═════ Text excerpt ═════

Ontario MPP
- In office 1995–1999
- Preceded by: Elaine Ziemba
- Succeeded by: Riding abolished
- Constituency: High Park—Swansea

Metro Councillor
- In office 1985–1994
- Preceded by: New office
- Succeeded by: David Miller
- Constituency: High Park

City Councillor
- In office 1982–1985 Serving with William Boytchuk
- Preceded by: William Boytchuk and David White
- Succeeded by: William Boytchuk (one city councillor)
- Constituency: Ward 1 (High Park-Swansea)

Personal details
- Born: September 1, 1937 Hamilton, Ontario
- Died: August 15, 2015 (aged 77) Toronto, Ontario
- Party: Progressive Conservative
- Spouse: Julia (died 2009)
- Occupation: Church rector

= Derwyn Shea =

Canadian politician

Derwyn Spencer Shea (September 1, 1937 – August 15, 2015) was an Anglican Church of Canada clergyman and politician in Ontario, Canada. He was a municipal politician in the city of Toronto for 12 years, and sat as a Progressive Conservative member of the Legislative Assembly of Ontario from 1995 to 1999, representing the riding of High Park—Swansea.

==Background==
Shea was born in Hamilton, Ontario, but moved to Toronto at the age of two. He was educated at the University of Toronto, the University of Western Ontario, and Laurentian University receiving a Bachelor of Arts degree (magna cum laude), a Master of Arts degree in urban history and structure, a Dip.Th (Huron College), a Th.B (American Divinity) and a Doctor of Divinity (Canada College), honoris causa. His pastoral clinical studies were taken at McMaster University.

═════ Given data ═════

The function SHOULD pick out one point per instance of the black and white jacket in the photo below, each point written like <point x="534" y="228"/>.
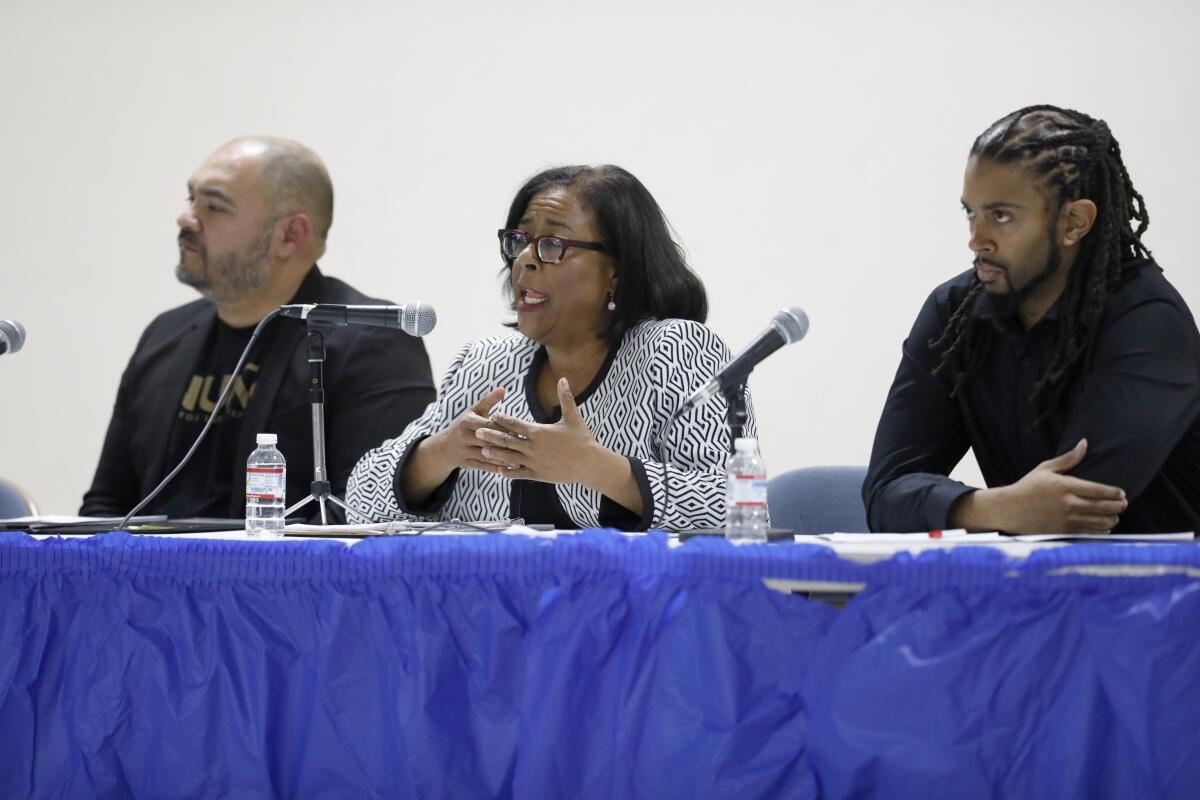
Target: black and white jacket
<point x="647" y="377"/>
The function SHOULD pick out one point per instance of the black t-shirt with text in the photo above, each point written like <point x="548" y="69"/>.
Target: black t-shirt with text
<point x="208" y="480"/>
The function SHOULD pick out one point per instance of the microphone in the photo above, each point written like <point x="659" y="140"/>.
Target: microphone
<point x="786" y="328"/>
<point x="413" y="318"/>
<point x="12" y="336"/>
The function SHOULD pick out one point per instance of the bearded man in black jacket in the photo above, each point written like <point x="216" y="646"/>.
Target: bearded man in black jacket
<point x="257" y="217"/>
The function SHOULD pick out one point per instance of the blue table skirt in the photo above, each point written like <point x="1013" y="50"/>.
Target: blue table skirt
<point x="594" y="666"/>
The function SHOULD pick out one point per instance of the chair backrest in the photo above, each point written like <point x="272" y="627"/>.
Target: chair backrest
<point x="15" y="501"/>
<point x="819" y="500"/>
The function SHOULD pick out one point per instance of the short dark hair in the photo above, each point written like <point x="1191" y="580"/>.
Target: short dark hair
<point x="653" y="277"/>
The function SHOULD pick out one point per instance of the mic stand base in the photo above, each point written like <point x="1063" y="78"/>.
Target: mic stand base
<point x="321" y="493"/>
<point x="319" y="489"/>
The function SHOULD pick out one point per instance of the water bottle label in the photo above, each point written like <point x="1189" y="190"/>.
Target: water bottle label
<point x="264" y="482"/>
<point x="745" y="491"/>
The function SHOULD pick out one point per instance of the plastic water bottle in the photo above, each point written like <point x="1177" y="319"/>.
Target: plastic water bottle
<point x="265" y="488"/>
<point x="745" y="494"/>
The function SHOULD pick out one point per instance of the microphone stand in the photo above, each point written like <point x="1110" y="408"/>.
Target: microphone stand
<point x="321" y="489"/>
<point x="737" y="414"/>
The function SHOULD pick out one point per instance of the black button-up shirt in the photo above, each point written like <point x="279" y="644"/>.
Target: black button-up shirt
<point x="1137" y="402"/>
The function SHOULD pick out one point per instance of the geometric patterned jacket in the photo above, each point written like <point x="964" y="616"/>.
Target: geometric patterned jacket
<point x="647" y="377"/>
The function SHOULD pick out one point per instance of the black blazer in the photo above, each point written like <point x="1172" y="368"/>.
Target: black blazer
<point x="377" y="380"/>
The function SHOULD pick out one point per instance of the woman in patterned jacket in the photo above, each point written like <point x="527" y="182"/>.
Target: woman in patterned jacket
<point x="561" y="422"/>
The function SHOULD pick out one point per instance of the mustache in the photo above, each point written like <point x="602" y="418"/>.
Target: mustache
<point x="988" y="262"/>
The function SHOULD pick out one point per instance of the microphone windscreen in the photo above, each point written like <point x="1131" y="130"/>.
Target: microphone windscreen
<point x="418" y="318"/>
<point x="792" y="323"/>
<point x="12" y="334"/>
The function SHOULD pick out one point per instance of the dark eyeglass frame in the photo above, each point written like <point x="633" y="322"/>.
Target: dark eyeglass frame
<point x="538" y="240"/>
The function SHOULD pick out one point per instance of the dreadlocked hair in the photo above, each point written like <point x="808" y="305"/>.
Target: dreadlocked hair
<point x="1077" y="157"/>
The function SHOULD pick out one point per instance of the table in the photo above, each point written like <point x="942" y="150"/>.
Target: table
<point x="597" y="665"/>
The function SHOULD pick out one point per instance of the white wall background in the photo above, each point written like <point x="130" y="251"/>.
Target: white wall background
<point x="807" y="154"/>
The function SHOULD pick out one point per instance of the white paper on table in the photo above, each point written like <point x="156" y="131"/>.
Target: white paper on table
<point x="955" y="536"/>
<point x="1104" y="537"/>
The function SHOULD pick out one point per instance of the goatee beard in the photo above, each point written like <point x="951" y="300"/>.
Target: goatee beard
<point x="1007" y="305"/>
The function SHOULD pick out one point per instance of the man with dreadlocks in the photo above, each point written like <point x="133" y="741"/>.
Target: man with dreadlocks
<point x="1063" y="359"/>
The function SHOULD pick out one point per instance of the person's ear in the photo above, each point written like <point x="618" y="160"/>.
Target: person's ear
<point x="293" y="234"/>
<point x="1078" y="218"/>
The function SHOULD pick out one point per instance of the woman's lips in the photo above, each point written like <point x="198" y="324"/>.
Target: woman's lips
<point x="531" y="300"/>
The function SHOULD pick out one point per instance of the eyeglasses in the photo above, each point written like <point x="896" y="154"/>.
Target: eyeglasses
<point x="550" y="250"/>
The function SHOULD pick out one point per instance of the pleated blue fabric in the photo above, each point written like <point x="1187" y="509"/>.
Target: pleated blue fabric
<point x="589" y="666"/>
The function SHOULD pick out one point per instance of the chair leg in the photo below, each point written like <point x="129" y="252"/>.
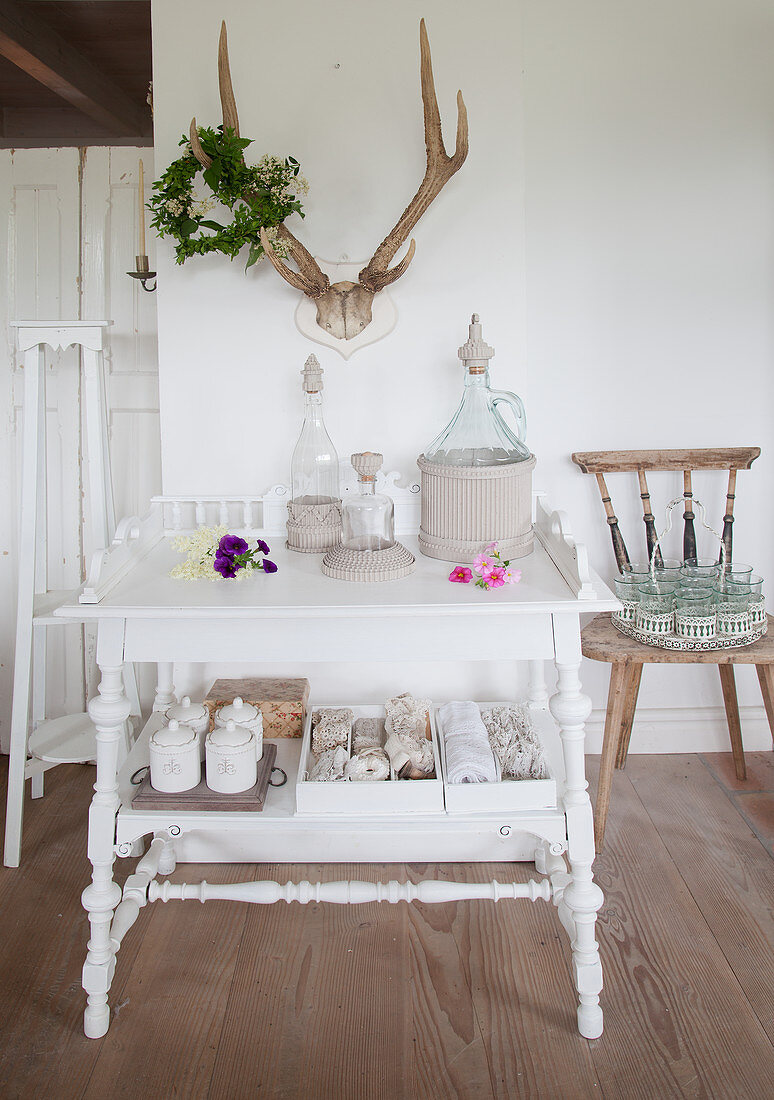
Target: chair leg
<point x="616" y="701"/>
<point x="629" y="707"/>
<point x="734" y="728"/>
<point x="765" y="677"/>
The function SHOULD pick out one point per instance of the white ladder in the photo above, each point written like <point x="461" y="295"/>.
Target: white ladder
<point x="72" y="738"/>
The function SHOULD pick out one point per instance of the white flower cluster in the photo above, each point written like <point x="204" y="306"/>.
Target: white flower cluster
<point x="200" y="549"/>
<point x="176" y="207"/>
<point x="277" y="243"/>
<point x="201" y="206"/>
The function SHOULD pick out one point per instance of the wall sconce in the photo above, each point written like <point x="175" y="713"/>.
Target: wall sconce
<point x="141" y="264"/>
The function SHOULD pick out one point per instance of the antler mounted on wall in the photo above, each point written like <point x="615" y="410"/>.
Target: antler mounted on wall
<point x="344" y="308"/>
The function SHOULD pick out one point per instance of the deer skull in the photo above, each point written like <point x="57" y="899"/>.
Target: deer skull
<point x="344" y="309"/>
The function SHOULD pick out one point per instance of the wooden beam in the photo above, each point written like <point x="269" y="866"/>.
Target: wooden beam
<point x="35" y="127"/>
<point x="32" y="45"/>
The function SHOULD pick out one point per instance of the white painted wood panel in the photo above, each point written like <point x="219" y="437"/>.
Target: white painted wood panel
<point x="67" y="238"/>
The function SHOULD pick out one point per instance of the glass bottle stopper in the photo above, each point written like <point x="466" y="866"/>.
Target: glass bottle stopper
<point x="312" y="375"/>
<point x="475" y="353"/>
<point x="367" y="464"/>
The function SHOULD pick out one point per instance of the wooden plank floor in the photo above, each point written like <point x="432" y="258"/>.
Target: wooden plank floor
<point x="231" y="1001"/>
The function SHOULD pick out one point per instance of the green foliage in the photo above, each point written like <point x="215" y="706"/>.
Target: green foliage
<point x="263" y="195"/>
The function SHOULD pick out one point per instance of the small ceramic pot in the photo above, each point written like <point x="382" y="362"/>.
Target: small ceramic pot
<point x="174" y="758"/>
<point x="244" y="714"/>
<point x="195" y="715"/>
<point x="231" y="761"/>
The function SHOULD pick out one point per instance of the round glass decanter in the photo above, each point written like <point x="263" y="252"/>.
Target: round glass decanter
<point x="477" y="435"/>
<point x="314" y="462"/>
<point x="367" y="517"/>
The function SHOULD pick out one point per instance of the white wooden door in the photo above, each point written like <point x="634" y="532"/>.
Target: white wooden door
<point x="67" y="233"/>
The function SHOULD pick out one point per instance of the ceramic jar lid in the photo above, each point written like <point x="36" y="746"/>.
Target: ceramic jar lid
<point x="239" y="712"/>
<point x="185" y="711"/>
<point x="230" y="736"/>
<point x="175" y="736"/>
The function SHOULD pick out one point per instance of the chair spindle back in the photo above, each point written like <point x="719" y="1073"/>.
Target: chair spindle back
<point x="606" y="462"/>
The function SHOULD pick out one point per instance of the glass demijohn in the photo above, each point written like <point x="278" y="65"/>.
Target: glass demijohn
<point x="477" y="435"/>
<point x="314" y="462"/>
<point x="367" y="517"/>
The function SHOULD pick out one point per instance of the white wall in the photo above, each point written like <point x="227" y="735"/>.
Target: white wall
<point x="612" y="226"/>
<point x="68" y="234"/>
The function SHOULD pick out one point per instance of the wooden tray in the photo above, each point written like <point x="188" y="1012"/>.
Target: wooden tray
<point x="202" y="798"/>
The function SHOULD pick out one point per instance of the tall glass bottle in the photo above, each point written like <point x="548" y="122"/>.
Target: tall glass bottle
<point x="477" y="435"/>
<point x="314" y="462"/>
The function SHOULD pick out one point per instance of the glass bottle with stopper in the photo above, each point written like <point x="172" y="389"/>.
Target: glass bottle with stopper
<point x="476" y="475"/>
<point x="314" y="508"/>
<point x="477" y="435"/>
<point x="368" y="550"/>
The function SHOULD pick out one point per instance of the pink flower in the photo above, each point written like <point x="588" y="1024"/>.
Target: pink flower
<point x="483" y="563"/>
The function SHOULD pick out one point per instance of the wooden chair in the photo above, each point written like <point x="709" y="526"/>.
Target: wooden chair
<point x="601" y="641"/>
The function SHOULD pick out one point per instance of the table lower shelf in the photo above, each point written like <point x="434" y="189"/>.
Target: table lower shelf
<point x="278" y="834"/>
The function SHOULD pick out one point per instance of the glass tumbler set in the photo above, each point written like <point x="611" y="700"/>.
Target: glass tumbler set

═════

**Task set:**
• a. Using the article on Derwyn Shea, decide whether each statement agrees with it: (i) Shea was born in Toronto; (ii) Shea was a member of the Legislative Assembly of Ontario from 1995 to 1999; (iii) Shea earned a Master of Arts degree in urban history and structure. For each, answer yes or no and quote the deciding words from the article.
• b. Set down the passage from the article on Derwyn Shea, starting with "- Constituency: Ward" and going on through "Julia (died 2009)".
• c. Supply the next part of the article on Derwyn Shea, picking up after its last sentence.
These records have no connection to the article on Derwyn Shea.

**Expected outputs:**
• a.
(i) No: "Shea was born in Hamilton, Ontario, but moved to Toronto at the age of two."
(ii) Yes: "sat as a Progressive Conservative member of the Legislative Assembly of Ontario from 1995 to 1999"
(iii) Yes: "a Master of Arts degree in urban history and structure"

• b.
- Constituency: Ward 1 (High Park-Swansea)

Personal details
- Born: September 1, 1937 Hamilton, Ontario
- Died: August 15, 2015 (aged 77) Toronto, Ontario
- Party: Progressive Conservative
- Spouse: Julia (died 2009)

• c.
Shea was ordained in 1966 as an Anglican priest, and worked in the dioceses of Saskatchewan, Algoma and Toronto. He founded the Eastview Neighbourhood Association for latchkey youth in Toronto's east end, and was co-author of the benchmark East Toronto Deanery Study. He was the first Canadian to receive a Fellowship from the Academy of Parish Clergy, and was involved in Ugandan relief efforts.

==Municipal politics==
Shea was a member of the city of Toronto's Planning Board from 1972 to 1982 including 4 years as chairman, when he was elected in his first attempt as senior alderman in Toronto's ward 1. From 1985 to 1994, he represented Toronto-High Park on the Metropolitan Toronto council. As a member of council he served with a number of agencies, boards and commissions. He was variously a police commissioner and a commissioner of Toronto Hydro as well as president of the Canadian National Exhibition, governor of Exhibition Place and chair of the O'Keefe Centre and served on a number of hospital boards including Toronto General, Toronto Western, Princess Margaret and Runnymede Chronic Care.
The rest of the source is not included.